Vorgegebener Text =
§ §

Die Qual der Wahl – oder warum es manchmal besser ist doch keine Wahl zu treffen

Das Wandern ist des Müllers Lust….
und bei positiver herbstlicher Wetterprognose auch die meine…..

Allerdings wollte ich für diesjährige Wandersaison in neues Schuhwerk investieren. Wie kam ich nur auf diese komische Idee???

Also zog ich eines schönen Samstags los und machte mich auf in die Münchner Innenstadt – eine denkbar ungünstige Idee – oder schon wieder so genial, denn genau die gleiche hatten unzählige andere Menschen auch.

Bester Laune und frohen Mutes betrat ich ein für Outdooraktivitäten (gehört da Wandern dazu?) ausgerüstetes Fachgeschäft. Trekkingausrüstung 4. OG verriet die Infotafel – der Aufzug heillos überfüllt und in einem Schneckentempo unterwegs. Offensichtlich soll schon hier die jeweilige Kondition getestet werden – also auf die Treppe – fertig – los. Wer durchhält darf auch einkaufen….
Oben endlich angekommen suche ich erwartungsvoll das Regal mit den Wanderschuhen – früher nannte man das einfach Bergschuhe. Die waren damals aus strapazierfähigem Leder, hatten eine dicke Sohle mit einem anständigen Profil und ganz wichtig: sie stützten den Knöchel. Mit so einem Exemplar war man für alle bergtechnischen Widrigkeiten bestens ausgestattet.

Heute ist das anders.

Nach wohl ausgiebigem Studieren meines ratlosen Blickes hat ein „Verkaufsberater“ freiwillig seine Tarnung aufgegeben und sich zu mir gesellt. Ein halbwegs freundliches „Kann ich Ihnen helfen“ hat er sich auch noch abgemüht.

Ich antwortete daraufhin: „Das hoffe ich doch, denn ich suche Bergschuhe.“ Nun ein ratloser Blick seinerseits. Was? Naja halt Wanderschuhe um in den Bergen eben wandern zu gehen. Aha – !!!

Was wollen sie mit den Schuhen machen? – (? Drückte ich mich für den jungen Mann so unverständlich aus?) Ich wiederholte also meinen Wunsch. Jaja schon klar, wandern, aber wo?, meinte der.

Was heißt wo – in den Bergen – genauer in den bayrischen eben. Über Stock und Stein – keine Klettersteige. Ja wandern halt – mein Gott ist das so schwer zu verstehen…… Ich will weder die Rocky Mountains noch den Himalaja erkunden.

Ja gute Frau (wurde er langsam ungeduldig?) auf welchem Untergrund sollen Sie wandern?

Wieder ein großes Fragezeichen in meinem Gesicht – wieso wollen Sie das so genau wissen?

Ganz einfach war seine Antwort, wir haben hier Modelle, für felsigen Untergrund, für Graslandschaften, für Geröll, fürs Voralpenland, für trockenen Untergrund, für feuchten Untergrund……

Für Kuhfladen auch? Den Witz hat er nicht verstanden! Kommt wohl nicht aus Bayern der junge Mann.

Nachdenklichkeit meinerseits macht sich breit.

§ §

Datenzeilen =
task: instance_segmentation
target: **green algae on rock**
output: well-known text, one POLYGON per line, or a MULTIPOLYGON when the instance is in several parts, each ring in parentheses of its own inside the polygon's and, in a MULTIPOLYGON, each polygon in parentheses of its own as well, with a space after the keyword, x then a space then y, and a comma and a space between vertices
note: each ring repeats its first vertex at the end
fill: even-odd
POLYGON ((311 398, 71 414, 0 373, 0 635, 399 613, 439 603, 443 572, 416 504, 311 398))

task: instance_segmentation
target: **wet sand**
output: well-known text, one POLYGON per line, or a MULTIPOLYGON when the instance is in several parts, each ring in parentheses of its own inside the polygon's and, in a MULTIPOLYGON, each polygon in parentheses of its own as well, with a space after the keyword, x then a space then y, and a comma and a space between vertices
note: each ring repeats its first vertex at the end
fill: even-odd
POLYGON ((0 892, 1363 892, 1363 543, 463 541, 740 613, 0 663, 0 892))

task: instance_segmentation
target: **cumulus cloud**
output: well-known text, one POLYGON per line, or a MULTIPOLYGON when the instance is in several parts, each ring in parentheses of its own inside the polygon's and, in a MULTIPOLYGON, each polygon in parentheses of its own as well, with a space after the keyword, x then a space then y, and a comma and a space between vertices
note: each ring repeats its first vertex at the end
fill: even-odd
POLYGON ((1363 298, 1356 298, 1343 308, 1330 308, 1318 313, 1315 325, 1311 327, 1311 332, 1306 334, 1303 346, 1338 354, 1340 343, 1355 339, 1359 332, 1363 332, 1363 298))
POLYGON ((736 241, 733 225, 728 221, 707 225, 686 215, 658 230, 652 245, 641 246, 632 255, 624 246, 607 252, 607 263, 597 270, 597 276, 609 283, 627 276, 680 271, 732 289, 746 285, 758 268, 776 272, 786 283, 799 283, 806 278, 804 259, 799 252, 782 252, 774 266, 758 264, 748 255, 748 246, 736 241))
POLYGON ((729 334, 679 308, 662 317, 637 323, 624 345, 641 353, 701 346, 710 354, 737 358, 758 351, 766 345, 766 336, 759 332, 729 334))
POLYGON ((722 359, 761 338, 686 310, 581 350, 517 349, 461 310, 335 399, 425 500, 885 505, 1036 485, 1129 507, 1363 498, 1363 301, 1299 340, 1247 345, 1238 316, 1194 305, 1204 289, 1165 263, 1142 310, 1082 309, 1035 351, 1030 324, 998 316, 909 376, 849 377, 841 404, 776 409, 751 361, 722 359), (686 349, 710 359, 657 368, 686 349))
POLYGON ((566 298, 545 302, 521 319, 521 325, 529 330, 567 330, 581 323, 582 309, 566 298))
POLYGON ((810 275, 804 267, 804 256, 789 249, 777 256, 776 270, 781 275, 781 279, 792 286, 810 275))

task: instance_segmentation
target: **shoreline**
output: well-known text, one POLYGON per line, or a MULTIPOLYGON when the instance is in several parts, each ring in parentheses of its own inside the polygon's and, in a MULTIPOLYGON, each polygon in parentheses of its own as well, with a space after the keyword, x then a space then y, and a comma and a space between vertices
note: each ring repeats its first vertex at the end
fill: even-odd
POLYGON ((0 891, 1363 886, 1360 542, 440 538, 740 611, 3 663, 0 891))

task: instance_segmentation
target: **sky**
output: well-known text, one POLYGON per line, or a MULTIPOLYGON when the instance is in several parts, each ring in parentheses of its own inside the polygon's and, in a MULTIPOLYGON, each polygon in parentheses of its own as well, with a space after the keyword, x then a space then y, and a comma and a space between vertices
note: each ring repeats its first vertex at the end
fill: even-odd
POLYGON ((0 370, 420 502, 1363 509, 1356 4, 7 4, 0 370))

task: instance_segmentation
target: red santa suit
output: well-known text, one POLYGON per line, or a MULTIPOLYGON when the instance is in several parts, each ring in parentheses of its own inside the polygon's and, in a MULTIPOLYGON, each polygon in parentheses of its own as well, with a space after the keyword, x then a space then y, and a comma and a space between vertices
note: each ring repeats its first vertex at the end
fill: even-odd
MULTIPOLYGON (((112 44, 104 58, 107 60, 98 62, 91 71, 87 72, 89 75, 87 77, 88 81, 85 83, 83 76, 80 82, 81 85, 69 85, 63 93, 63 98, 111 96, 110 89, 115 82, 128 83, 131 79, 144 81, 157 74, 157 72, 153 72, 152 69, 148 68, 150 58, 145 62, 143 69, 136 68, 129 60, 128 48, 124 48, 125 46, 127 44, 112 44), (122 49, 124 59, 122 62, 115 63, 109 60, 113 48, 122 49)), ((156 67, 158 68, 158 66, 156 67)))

§ §

Aufgabe A =
Schreib aus dem Text über den Wanderschuhkauf das Stück heraus, das bei den Worten „Allerdings wollte ich“ anfängt und nach „darf auch einkaufen….“ aufhört.
Aufgabe B =
Schreib den Text über den Wanderschuhkauf nach seinem letzten Satz weiter.
Die Zeilen haben mit dem Text über den Wanderschuhkauf nichts zu tun.

Lösung A =
Allerdings wollte ich für diesjährige Wandersaison in neues Schuhwerk investieren. Wie kam ich nur auf diese komische Idee???

Also zog ich eines schönen Samstags los und machte mich auf in die Münchner Innenstadt – eine denkbar ungünstige Idee – oder schon wieder so genial, denn genau die gleiche hatten unzählige andere Menschen auch.

Bester Laune und frohen Mutes betrat ich ein für Outdooraktivitäten (gehört da Wandern dazu?) ausgerüstetes Fachgeschäft. Trekkingausrüstung 4. OG verriet die Infotafel – der Aufzug heillos überfüllt und in einem Schneckentempo unterwegs. Offensichtlich soll schon hier die jeweilige Kondition getestet werden – also auf die Treppe – fertig – los. Wer durchhält darf auch einkaufen….

Lösung B =
Will man mir wirklich erzählen, dass ich mir künftig genau die jeweilige Wegbeschaffenheit meiner Wanderung vor Antritt derselben zu Gemüte führen muss (gibt’s da schon eine App?), um dann von meinen Repertoire an geschätzt gut 10 verschiedenen Trekkingschuhen das richtige Paar für vorwiegend Sonnenschein, gefühlte Temperatur von 23,5 Grad, taufeuchter Untergrund in den Morgenstunden und staubtrockene Wege nachmittags und abends durchwachsen mit einigen Baumwurzeln und überschattet von diversen Laubbäumen, zu finden?

Und was wenn plötzlich der Weg von einem Geröllfeld unterbrochen wird, oder ich einen kleinen Bach ohne Brücke überqueren muss? Glaubt man allen Ernstes, dass ich künftig mit 2 – 3 verschiedenen Modellen Wanderschuhen aufbreche, um im Ernstfall das Schuhwerk zu wechseln?

Will  man das nicht? – Nein! Ich will es auch nicht. Es muss doch so ein Allroundmodell für alle Befindlichkeiten geben.

Wieder falsch. Tut es eben nicht. Nachdem ich mir gefühlte 2 Stunden – (hey der gab sich richtig Mühe!) die Vorteile von festen Sohlen, weichen Sohlen, elastischen Sohlen, atmenden Sohlen (lebt mein Schuh?) und der diversen Profile erklären ließ, war ich noch ratloser als vorher.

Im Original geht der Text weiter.